■ **Required task**: Set down the material below in full, matching it exactly.

+++ Data for this task

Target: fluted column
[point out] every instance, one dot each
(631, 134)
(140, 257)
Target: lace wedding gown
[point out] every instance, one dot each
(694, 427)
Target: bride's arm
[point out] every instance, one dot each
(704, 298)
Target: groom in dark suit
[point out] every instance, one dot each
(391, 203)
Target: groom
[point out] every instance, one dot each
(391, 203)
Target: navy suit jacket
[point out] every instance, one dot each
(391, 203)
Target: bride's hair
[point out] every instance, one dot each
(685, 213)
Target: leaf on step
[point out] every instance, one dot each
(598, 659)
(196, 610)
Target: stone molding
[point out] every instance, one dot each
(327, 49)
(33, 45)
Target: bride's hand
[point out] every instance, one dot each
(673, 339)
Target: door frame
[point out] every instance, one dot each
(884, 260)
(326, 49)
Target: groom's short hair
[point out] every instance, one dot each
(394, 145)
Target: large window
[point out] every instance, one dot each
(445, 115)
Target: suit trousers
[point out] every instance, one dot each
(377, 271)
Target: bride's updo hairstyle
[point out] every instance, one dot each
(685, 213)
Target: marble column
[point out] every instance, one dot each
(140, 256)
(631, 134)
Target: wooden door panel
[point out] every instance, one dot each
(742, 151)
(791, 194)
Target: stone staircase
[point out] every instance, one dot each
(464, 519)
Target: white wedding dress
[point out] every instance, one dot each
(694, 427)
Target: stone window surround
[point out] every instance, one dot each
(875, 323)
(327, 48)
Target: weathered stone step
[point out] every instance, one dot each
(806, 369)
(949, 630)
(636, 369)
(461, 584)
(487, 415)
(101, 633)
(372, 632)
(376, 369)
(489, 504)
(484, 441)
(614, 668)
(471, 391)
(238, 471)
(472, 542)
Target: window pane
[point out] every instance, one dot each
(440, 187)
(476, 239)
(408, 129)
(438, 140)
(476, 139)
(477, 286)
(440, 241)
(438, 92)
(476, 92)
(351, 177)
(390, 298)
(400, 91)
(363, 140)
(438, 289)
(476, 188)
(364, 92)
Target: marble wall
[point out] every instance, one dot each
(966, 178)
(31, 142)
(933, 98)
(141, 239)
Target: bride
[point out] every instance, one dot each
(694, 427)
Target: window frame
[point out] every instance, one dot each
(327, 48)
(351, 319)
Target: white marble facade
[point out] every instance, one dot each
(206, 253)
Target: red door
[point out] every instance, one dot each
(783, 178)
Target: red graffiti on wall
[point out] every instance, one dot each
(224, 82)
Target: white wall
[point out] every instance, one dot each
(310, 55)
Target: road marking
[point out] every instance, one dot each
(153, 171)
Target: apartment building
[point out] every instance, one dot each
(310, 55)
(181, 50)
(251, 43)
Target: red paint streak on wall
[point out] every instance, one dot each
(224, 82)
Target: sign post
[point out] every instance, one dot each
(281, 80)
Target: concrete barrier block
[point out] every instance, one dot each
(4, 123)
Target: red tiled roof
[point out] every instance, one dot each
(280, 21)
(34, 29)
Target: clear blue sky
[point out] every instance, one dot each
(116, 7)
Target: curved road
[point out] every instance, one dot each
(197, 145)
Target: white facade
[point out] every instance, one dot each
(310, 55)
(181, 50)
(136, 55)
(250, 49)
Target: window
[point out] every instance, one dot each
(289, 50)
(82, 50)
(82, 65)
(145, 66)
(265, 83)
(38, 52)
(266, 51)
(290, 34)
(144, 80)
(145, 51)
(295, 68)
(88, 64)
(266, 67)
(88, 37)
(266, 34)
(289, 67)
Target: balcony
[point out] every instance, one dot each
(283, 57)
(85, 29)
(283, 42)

++++++

■ **Exercise response**:
Target: fluted column
[point out] every instance, one dot each
(631, 134)
(140, 257)
Target: lace wedding gown
[point out] every instance, one dot each
(694, 427)
Target: bride's arm
[point out] every instance, one dot each
(704, 298)
Target: groom in dark suit
[point out] every instance, one dot each
(391, 203)
Target: groom
[point out] every instance, one dot each
(391, 203)
Target: navy suit jacket
[point out] every instance, one dot each
(391, 203)
Target: bride's hair
[point out] every instance, one dot each
(685, 213)
Target: leaf on step
[point out] every instance, one dot each
(598, 659)
(196, 610)
Target: stone molding
[point out] every instance, one dot each
(327, 49)
(33, 45)
Target: bride's hand
[point out] every instance, one dot each
(673, 339)
Target: door frame
[point out] every instance, one dot each
(884, 260)
(326, 49)
Target: groom's short hair
[point out] every instance, one dot each
(394, 145)
Target: large window
[point out] every instance, one dot each
(445, 115)
Target: suit trousers
[point out] every instance, one dot each
(377, 271)
Target: bride's updo hairstyle
[point out] every instance, one dot each
(685, 213)
Target: marble column
[point out] every instance, one dot each
(140, 256)
(631, 134)
Target: wooden door panel
[point out] every instance, one dot each
(742, 151)
(791, 194)
Target: stone staircase
[point out] every instance, one dot each
(464, 519)
Target: white wedding dress
[point out] every instance, one dot each
(694, 427)
Target: stone window surround
[point out] every instance, one dot each
(875, 323)
(327, 48)
Target: weathered stone step
[point out] every instance, one dot each
(806, 369)
(949, 630)
(636, 369)
(461, 584)
(487, 415)
(101, 633)
(372, 632)
(376, 369)
(489, 504)
(484, 441)
(614, 668)
(471, 391)
(238, 471)
(472, 542)
Target: window pane
[point out] every instance, one dot each
(440, 187)
(476, 239)
(408, 129)
(438, 140)
(476, 139)
(477, 286)
(440, 241)
(438, 92)
(476, 92)
(351, 177)
(390, 298)
(400, 91)
(363, 140)
(438, 289)
(476, 188)
(364, 92)
Target: marble wall
[point out] every instance, one dot each
(966, 178)
(31, 142)
(933, 98)
(141, 239)
Target: bride
[point out] every instance, one dot each
(694, 427)
Target: window frame
[point out] every instance, one dot each
(327, 48)
(351, 319)
Target: white marble facade
[point out] every instance, one dot each
(206, 253)
Target: red door
[point out] every instance, one dot each
(783, 178)
Target: red graffiti on wall
[point out] every instance, one dot each
(224, 82)
Target: white wall
[point out] every instance, one dot each
(310, 55)
Target: road marking
[point out] every instance, one dot each
(153, 171)
Target: apartment building
[point out] every instance, one dot each
(310, 55)
(181, 50)
(251, 43)
Target: red paint streak on wall
[point out] every instance, one dot each
(224, 82)
Target: sign post
[point out] every instance, one dot each
(281, 80)
Target: concrete barrier block
[point out] every instance, one dot each
(4, 123)
Target: red tiled roof
[point out] every instance, one dot each
(280, 21)
(34, 29)
Target: clear blue sky
[point out] every instance, one dot each
(116, 7)
Target: curved road
[point out] every instance, one dot each
(197, 145)
Target: white facade
[point out] every instance, one dot each
(310, 55)
(181, 50)
(136, 55)
(250, 49)
Target: window
[point out] every instance, one dot each
(289, 50)
(82, 50)
(82, 65)
(145, 66)
(265, 83)
(38, 52)
(266, 51)
(290, 34)
(144, 80)
(145, 51)
(295, 68)
(88, 64)
(266, 67)
(88, 37)
(266, 34)
(289, 67)
Target: balcony
[point out] every instance, one dot each
(283, 57)
(85, 29)
(283, 42)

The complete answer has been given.